— EXERCISE DETAILS —
One line at a time, check the entries below for the word "runner", and copy each line that has it.

— INPUT —
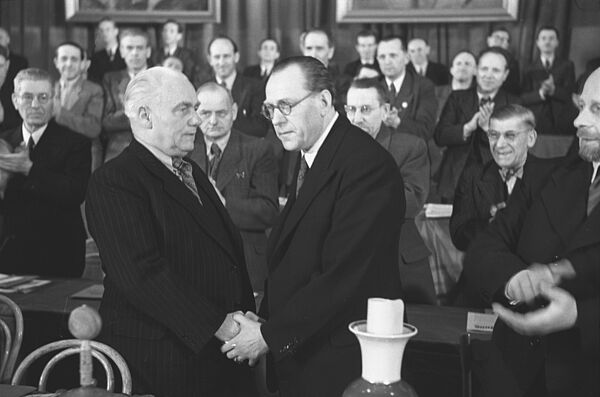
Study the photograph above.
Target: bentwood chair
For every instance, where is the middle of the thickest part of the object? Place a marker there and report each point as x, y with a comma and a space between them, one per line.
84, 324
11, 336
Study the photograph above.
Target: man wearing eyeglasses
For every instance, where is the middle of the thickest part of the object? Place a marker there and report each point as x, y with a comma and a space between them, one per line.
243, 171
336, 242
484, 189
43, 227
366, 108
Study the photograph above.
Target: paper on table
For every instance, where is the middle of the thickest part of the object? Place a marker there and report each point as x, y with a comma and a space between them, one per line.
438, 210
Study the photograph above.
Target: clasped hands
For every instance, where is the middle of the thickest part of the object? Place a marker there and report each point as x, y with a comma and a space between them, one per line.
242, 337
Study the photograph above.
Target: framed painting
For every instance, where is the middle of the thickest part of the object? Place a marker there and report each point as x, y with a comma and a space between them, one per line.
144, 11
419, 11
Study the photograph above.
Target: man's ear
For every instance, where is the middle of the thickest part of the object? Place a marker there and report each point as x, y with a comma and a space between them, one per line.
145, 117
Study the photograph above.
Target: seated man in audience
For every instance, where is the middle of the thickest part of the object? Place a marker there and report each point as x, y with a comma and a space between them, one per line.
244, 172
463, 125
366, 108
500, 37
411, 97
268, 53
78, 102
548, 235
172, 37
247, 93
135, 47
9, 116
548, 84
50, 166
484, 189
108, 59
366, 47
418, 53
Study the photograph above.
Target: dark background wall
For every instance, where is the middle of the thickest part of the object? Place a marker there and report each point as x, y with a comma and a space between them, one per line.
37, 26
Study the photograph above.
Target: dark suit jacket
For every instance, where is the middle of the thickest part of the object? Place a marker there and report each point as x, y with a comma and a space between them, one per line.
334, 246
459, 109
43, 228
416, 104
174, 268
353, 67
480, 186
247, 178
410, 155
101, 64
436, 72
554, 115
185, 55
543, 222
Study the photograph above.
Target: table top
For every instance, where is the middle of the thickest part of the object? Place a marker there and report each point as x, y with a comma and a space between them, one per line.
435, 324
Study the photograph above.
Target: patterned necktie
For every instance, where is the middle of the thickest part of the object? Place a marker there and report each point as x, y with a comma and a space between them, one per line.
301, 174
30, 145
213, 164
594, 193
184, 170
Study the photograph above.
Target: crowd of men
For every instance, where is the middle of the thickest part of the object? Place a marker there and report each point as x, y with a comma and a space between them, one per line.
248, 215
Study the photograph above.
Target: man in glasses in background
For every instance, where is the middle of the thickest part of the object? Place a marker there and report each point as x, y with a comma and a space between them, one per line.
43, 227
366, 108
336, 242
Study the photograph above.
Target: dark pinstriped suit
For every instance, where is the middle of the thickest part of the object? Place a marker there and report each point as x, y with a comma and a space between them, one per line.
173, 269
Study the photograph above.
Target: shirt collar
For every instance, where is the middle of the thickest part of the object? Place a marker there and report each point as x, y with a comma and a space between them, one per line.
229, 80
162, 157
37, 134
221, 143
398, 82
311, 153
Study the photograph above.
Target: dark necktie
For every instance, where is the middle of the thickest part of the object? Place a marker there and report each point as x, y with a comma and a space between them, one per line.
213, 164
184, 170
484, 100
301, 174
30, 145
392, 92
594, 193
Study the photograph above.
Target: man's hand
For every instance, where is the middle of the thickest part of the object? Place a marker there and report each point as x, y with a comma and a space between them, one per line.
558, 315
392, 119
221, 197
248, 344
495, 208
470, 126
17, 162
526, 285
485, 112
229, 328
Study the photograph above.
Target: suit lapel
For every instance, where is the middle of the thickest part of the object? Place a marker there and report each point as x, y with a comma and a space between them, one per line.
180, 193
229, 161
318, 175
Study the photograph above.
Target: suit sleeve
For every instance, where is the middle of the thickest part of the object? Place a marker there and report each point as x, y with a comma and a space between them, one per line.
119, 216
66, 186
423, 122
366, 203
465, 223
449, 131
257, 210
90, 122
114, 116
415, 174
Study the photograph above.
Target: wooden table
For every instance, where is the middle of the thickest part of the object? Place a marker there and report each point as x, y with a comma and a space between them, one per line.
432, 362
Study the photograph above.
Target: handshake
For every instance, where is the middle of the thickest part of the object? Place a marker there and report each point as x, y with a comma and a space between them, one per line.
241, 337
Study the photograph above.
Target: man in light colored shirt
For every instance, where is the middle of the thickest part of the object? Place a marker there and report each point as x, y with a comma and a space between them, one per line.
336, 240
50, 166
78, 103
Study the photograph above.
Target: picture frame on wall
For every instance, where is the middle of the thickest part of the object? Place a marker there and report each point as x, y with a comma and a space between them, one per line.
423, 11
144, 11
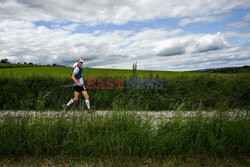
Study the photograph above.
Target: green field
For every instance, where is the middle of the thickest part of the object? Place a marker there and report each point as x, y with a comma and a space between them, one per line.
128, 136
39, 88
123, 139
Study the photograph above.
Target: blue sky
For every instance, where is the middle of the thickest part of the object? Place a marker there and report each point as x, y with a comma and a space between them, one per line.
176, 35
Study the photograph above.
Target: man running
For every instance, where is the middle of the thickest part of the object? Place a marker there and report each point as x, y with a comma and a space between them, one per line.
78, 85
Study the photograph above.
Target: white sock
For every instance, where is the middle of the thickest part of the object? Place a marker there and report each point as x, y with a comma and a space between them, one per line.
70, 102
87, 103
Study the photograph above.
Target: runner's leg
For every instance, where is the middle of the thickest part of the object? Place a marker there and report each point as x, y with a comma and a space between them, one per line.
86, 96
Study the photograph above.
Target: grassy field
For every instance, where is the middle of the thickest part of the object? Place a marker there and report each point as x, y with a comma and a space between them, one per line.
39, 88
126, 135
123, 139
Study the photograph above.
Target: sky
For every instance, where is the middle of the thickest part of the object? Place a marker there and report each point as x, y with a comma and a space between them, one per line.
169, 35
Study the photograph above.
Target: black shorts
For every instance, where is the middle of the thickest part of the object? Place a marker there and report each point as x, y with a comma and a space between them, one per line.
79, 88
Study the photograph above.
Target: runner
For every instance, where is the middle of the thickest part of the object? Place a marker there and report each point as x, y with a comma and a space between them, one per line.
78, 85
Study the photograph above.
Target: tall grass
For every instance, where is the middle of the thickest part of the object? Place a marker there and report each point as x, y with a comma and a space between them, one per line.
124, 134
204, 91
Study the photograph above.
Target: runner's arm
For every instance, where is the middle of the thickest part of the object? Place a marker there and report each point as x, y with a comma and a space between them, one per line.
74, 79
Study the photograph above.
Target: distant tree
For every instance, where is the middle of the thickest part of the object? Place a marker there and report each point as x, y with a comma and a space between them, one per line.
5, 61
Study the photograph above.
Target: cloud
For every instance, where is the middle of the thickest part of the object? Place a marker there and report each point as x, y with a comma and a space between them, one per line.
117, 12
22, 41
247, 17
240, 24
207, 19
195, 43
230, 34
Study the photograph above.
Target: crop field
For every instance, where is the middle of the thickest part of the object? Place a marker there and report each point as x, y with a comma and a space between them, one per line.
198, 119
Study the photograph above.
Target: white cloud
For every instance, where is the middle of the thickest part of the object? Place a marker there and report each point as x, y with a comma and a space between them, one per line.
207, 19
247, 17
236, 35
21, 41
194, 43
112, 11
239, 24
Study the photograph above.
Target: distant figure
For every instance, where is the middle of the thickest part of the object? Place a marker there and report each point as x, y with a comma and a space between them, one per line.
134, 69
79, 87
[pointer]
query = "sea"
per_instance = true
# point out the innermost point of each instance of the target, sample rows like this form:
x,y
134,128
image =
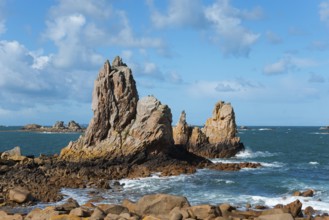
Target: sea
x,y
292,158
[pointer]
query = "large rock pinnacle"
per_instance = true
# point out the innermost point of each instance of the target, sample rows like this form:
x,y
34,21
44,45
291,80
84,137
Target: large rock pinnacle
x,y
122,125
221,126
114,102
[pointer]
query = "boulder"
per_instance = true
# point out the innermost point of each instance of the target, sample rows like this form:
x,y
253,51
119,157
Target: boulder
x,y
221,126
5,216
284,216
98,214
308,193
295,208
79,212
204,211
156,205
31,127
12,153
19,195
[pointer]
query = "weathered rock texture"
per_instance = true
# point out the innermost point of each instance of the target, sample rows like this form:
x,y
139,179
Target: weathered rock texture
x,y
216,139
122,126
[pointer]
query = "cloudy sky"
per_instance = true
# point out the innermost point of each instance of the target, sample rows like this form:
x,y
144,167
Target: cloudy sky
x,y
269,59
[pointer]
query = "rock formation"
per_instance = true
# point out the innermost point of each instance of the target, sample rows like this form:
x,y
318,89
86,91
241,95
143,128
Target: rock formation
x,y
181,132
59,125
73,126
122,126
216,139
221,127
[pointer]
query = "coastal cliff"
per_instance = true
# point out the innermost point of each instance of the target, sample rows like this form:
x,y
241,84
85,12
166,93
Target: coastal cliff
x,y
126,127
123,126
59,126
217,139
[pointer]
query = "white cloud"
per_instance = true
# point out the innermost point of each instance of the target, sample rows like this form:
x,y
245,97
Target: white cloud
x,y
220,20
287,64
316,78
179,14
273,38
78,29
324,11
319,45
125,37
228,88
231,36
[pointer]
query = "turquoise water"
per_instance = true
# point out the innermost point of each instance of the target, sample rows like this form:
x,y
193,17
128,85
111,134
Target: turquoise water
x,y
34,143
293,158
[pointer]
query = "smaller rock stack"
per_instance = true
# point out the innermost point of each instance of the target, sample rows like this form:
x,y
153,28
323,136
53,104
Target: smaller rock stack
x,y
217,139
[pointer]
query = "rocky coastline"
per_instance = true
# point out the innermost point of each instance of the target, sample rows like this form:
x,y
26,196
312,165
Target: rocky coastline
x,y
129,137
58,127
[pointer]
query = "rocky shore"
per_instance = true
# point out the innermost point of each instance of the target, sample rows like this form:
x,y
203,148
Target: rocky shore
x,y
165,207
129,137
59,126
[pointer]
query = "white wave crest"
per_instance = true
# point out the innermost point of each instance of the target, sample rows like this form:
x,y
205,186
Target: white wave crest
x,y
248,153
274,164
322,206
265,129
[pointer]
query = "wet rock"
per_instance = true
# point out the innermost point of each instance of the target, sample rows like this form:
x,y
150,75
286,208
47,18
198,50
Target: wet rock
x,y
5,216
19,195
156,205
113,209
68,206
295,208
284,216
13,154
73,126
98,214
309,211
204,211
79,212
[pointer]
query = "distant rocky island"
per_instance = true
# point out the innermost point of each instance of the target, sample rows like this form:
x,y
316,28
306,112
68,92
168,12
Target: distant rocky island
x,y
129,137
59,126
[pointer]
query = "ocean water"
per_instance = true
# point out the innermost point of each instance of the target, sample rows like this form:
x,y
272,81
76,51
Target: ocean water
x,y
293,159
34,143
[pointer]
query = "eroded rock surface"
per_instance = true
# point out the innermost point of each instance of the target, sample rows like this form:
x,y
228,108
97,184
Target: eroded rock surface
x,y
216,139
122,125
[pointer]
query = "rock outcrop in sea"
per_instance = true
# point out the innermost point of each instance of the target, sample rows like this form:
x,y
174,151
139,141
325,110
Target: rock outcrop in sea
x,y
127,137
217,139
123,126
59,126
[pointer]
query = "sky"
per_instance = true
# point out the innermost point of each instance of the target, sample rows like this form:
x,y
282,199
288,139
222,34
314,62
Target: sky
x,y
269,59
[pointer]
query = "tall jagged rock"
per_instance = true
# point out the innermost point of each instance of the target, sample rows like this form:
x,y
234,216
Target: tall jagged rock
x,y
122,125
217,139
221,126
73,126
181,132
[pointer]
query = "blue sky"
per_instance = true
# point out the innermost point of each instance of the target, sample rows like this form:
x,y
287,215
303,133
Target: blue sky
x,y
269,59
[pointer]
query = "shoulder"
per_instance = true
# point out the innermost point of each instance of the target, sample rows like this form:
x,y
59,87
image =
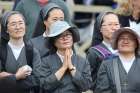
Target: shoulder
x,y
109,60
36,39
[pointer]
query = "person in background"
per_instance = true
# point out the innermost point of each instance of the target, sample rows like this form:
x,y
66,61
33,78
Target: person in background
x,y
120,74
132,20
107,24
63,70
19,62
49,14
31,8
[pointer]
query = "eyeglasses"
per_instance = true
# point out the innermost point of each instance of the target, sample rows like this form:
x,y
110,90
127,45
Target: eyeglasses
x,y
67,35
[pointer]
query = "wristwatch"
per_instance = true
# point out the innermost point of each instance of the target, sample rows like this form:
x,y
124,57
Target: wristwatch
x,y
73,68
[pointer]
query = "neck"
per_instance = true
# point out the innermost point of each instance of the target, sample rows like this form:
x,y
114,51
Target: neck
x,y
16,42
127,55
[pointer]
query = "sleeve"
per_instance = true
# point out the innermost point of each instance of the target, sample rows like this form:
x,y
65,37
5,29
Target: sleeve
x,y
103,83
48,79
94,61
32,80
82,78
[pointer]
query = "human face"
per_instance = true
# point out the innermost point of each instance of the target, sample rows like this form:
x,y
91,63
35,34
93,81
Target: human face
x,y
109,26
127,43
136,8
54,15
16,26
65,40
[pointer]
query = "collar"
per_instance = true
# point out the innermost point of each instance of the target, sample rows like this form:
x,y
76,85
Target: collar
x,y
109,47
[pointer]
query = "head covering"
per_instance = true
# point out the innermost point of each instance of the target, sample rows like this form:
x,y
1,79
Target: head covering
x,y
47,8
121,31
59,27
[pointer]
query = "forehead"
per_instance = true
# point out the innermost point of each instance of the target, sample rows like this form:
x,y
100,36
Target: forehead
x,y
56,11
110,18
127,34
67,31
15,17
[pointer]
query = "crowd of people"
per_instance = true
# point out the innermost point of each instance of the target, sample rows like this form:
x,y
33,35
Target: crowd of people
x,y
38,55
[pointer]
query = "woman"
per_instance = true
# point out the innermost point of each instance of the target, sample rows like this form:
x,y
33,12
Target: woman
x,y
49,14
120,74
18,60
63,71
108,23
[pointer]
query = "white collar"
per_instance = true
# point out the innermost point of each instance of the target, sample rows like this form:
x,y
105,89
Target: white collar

— SOLUTION FOR THIS TASK —
Target: runner's leg
Target: runner
Target: runner's arm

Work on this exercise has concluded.